[Excerpt provided start]
Pages

Friday, February 8, 2013

Natural Habitat


“Each one of these people of faith died not yet having in hand what was promised, but still believing...They saw it way off in the distance, waved their greeting, and accepted the fact that they were transients in this world. People who live this way make it plain that they are looking for their true home. If they were homesick for the old country, they could have gone back any time they wanted. But they were after a far better country than that -- heaven country. You can see why God was so proud of them, and has a City waiting for them.” 
-Hebrews 11:13-16, The Message


It’s not just Valentine’s Day for human beings next week. Love is in the air for another type of critter as well.
     It’s coyote mating season, though you can be excused for not having it marked on your calendar. The chief significance of this for people is that it might be more likely that we’ll run into one out on the prowl for a mate. That isn’t too big of a problem, as coyotes tend to be  afraid of humans and prefer to steer clear of us. Wildlife experts say that if you encounter a coyote, you should make loud noises and big gestures and make yourself look as large as possible. A coyote shouldn’t give you any big problems.
[Excerpt provided end]
[Supplied material start]
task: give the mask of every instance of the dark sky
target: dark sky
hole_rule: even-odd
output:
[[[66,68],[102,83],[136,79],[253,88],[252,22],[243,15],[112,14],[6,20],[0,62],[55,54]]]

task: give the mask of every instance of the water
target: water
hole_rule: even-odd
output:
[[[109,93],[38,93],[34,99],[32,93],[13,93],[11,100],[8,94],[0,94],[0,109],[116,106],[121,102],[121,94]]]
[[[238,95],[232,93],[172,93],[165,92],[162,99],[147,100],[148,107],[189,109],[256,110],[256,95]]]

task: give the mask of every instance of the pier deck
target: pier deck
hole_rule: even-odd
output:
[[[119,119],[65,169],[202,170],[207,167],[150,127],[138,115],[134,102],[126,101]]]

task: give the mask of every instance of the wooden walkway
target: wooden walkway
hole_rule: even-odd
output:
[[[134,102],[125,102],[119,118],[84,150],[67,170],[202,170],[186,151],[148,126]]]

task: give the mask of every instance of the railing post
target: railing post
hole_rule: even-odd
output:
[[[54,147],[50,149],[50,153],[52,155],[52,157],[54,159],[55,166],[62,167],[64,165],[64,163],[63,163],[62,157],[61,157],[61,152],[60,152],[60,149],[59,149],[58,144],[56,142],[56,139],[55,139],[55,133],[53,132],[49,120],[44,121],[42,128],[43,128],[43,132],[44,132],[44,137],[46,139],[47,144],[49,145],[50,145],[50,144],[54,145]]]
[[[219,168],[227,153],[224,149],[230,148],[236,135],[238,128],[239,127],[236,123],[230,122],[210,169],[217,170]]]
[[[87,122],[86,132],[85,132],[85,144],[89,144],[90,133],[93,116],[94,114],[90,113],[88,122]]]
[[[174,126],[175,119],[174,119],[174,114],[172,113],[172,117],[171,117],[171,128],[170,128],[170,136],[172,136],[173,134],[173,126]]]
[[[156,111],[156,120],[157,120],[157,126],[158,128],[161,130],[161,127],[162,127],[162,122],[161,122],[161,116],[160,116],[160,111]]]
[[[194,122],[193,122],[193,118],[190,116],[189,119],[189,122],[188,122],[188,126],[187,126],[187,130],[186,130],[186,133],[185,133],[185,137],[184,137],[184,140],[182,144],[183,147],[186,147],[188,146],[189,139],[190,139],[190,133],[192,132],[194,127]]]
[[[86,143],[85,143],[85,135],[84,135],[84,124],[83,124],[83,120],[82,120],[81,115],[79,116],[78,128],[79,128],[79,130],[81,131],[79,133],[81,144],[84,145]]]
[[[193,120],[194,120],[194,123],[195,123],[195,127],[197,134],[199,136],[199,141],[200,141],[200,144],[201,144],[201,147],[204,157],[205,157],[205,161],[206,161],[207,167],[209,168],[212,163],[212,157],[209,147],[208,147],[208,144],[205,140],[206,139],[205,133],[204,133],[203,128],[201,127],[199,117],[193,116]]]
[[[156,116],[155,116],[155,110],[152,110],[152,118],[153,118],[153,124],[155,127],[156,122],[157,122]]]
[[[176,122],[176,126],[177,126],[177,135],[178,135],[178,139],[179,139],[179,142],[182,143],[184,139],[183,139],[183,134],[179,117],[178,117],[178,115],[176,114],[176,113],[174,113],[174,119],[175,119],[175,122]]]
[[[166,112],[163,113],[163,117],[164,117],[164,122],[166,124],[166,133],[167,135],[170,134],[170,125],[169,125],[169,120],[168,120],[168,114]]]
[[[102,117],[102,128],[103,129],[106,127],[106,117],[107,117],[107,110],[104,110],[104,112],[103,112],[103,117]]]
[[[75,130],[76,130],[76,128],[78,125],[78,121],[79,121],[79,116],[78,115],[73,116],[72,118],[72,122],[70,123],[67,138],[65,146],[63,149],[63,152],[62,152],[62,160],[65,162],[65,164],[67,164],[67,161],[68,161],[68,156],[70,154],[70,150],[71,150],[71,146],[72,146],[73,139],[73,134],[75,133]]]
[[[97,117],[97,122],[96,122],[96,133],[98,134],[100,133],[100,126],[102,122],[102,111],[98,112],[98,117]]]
[Supplied material end]
Tasks and exercises -
1. Show every line of the rows that contains the string "give". Match case exactly.
2. Supply the next part of the post on coyote mating season, starting after its last sentence.
The text and the rows were taken from unrelated sources.

The responses -
1.
task: give the mask of every instance of the dark sky
task: give the mask of every instance of the water
task: give the mask of every instance of the pier deck
task: give the mask of every instance of the wooden walkway
task: give the mask of every instance of the railing post

2.
     Your pets, however, might be another story.
     Coyotes have even found their way into Chicago in recent years. They usually make the news when they do, being pursued by well-intentioned animal control officials who want to trap them and relocate them to a better home in a forest preserve. But try to put yourself in the place of a coyote in an urban (or even suburban) environment. Can you imagine what's going through this coyote's little coyote brain? All he knows is that these big, loud, slow, clumsy, creatures are everywhere, chasing him. They're waving scary-looking devices. Instinctively, he's afraid of them. He's incapable of understanding that they really want to help, so he runs. He can't imagine that they want to take him to a place that's better suited for coyotes. As far as he's concerned, the home he's in is just fine.
     If only he could understand. That's what this coyote needs: some way to picture the home his pursuers want to give him. Field mice and rabbits in abundance. No bright lights to hurt his sensitive eyes, loud noises constantly assaulting his ears, or fumes blocking out familiar smells. No unexpected dangers. Trees, not skyscrapers. Fewer human beings to hide from. If only he had a little more imagination. If only he could trust the animal control officials enough to give up running.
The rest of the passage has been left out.